◆ **SUPPLIED PASSAGE**
══════════════════════════════

| TestsTested | ✓ |
| LangLanguage | Obj-CObjective C |
| License | MIT |
| ReleasedLast Release | Feb 2017 |
Maintained by Duncan Lewis, Cocoapods Admin, Prachi Gauriar.
Task is a simple Cocoa framework for expressing and executing your application’s workflows. Using Task, you need only express each step in your workflow — called tasks — and what their prerequisite tasks are. After that, the framework handles the mechanics of executing the steps in the correct order with the appropriate level of concurrency, letting you know when tasks finish or fail. It also makes it easy to cancel tasks, retry failed tasks, and re-run previously completed tasks and workflows.
Task 1.2 updates Task to work better with Swift 3. Objective-C APIs have been annotated with nullability specifiers and generics, and the sample project and README have been updated to use Swift instead of Objective-C.
The easiest way to start using Task is to install it with CocoaPods.

══════════════════════════════

◆ **DATASET**
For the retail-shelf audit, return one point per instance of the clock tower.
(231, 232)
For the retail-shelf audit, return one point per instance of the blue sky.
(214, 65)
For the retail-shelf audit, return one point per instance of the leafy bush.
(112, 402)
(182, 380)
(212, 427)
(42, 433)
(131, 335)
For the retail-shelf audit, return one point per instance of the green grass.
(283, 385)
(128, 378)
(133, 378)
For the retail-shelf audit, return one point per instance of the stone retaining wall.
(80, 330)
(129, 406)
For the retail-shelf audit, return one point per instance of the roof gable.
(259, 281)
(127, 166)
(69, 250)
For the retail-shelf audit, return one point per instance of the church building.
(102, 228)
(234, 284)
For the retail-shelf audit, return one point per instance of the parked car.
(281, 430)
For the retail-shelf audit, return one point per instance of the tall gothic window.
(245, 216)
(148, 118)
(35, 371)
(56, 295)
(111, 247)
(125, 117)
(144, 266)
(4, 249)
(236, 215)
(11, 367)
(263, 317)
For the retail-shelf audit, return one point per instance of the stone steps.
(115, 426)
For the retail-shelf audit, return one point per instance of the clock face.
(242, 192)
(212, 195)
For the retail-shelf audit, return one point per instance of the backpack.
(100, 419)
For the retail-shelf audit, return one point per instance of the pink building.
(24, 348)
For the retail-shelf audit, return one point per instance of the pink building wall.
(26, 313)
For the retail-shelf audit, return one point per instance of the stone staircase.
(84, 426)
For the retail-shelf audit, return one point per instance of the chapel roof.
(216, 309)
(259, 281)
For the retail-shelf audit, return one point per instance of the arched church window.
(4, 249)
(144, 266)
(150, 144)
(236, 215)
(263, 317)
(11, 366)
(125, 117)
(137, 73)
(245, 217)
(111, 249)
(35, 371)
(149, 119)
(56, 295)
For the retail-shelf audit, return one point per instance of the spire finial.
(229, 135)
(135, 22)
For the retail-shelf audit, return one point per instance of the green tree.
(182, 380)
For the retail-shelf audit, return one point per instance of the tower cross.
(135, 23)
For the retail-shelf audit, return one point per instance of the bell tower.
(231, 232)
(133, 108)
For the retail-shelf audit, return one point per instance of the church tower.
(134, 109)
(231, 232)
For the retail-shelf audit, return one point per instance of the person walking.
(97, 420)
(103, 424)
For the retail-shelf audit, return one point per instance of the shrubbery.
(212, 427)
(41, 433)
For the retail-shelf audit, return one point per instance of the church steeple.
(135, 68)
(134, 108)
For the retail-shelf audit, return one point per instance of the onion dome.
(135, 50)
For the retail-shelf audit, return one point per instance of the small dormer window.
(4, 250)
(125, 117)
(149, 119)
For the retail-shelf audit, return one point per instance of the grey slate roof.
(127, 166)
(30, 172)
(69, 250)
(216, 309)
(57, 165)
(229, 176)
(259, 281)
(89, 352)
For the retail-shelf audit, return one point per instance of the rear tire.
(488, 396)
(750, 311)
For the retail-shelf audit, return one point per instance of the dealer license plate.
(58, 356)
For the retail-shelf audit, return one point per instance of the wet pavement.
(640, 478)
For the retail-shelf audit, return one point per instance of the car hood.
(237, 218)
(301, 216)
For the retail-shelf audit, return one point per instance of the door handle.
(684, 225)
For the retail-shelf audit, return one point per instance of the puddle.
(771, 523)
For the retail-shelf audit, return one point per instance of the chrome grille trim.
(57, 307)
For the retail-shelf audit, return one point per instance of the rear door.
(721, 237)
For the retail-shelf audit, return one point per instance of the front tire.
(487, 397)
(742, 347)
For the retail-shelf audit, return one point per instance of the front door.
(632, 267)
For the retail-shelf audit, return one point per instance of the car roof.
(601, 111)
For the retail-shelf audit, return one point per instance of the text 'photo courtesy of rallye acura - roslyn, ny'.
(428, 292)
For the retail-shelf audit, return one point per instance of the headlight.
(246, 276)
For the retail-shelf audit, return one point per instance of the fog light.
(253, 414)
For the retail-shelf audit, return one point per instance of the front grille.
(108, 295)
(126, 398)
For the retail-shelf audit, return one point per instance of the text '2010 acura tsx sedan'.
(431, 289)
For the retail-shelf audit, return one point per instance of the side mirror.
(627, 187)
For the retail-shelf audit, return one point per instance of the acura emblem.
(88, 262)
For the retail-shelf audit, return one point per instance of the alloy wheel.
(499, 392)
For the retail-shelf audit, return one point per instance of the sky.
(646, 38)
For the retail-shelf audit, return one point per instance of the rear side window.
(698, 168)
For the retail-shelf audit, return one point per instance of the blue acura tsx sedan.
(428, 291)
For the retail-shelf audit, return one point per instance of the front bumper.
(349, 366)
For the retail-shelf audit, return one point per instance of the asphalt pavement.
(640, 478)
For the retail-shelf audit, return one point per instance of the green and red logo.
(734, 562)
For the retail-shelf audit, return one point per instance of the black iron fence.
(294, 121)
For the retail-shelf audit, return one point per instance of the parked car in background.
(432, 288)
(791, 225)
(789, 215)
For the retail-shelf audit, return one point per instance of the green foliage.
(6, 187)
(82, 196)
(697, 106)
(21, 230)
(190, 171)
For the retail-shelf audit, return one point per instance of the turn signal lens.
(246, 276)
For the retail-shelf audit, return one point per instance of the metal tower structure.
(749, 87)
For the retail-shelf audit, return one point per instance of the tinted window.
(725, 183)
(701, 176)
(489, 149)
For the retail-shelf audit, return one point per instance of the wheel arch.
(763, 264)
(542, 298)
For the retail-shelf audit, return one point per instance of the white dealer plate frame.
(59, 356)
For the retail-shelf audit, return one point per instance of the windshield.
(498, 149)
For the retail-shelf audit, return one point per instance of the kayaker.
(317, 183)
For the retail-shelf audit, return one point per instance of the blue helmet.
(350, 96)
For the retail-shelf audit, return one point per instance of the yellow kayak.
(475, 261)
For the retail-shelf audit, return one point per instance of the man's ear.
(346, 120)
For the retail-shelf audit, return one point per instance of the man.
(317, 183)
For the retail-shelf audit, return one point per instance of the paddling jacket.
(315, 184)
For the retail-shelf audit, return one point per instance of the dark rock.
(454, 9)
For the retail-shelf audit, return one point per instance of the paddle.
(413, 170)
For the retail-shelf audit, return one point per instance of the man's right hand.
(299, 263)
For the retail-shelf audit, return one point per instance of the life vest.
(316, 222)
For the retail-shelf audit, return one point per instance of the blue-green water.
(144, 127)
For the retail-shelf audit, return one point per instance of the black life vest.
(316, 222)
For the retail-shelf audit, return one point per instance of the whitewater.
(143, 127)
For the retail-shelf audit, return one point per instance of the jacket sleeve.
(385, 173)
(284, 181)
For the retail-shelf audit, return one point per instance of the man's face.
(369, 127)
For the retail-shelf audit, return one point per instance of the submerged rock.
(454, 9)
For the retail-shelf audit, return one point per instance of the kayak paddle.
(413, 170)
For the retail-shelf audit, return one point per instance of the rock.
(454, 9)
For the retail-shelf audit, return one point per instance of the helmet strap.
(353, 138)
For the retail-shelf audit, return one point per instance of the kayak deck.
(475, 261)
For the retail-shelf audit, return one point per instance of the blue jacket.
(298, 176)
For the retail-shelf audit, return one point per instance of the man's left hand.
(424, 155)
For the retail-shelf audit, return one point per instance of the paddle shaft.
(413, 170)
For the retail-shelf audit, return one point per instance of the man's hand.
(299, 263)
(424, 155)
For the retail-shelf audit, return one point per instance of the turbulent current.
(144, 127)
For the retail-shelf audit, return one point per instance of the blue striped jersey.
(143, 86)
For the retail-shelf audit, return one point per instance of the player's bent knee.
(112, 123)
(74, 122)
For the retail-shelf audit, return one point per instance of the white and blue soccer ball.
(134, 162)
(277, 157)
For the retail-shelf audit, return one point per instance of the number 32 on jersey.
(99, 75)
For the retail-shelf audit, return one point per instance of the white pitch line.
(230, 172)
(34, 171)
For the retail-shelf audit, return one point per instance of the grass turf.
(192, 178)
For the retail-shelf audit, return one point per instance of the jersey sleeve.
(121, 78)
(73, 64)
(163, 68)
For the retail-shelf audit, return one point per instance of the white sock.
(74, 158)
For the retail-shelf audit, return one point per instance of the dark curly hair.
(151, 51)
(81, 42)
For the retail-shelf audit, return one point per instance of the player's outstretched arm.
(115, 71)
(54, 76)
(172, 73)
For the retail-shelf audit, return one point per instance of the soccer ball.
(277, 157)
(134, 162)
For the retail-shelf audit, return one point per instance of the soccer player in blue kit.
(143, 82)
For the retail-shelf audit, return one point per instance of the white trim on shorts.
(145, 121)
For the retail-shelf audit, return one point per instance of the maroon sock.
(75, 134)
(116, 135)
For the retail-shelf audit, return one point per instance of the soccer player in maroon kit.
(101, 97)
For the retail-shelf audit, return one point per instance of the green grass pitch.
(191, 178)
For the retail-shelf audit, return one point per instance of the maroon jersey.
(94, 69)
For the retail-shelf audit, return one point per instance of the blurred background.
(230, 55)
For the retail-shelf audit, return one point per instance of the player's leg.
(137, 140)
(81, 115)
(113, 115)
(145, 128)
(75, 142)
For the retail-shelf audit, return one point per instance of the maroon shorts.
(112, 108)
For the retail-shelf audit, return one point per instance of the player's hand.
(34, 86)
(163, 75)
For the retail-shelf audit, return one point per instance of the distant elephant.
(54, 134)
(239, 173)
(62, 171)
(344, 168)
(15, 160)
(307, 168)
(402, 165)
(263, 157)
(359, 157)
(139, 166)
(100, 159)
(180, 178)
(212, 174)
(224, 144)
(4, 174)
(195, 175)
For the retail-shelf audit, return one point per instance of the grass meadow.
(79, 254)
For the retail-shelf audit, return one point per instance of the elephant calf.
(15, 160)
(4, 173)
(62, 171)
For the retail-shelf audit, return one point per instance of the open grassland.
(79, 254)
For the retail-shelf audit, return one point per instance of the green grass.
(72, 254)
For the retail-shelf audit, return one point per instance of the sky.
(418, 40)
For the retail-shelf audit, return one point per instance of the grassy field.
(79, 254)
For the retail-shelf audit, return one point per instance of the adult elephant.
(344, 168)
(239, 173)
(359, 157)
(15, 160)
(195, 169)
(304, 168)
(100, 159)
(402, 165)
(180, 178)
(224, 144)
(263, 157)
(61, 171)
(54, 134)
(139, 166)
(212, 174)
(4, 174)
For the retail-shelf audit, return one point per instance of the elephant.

══════════════════════════════

◆ **THE TASKS**
1 – Answer these from the Task framework description:
(a) What does the description call each step in a workflow?
(b) Which release of Task updates it to work better with Swift 3?
(c) What does the description name as the easiest way to install Task?
2 – Continue the Task framework description from its last sentence.

◆ **THE RESPONSES**
1 –
(a) Tasks
(b) Task 1.2
(c) CocoaPods

2 –
pod 'Task', '~> 1.2'You can also build it and include the built products in your project. For OS X and iOS 8, just add
Task.framework to your project. For older versions of iOS, add Task’s public headers to your
header search path and link in libTask.a, all of which can be found in the project’s build output
directory.
The Task framework makes it easy to express your app’s workflows and manage the various tasks within
them. There are two types of objects in the framework: TSKTasks represent the individual steps in
a workflow, while TSKWorkflows represent the workflows themselves. Tasks are defined by the work
they do and their current state; workflows are defined by the tasks they contain and the
relationships between them. Tasks are not particularly useful without workflows.
While TSKTask and TSKWorkflow seem similar to NSOperation and NSOperationQueue, they
represent very different concepts. Operations model single executions of work, with operation
queues controlling the order and concurrency of those executions. Operations don’t model the
concepts of success and failure, and they can’t be retried or re-run. Operations are essentially
transient: their usefulness ends as soon as they’re done executing.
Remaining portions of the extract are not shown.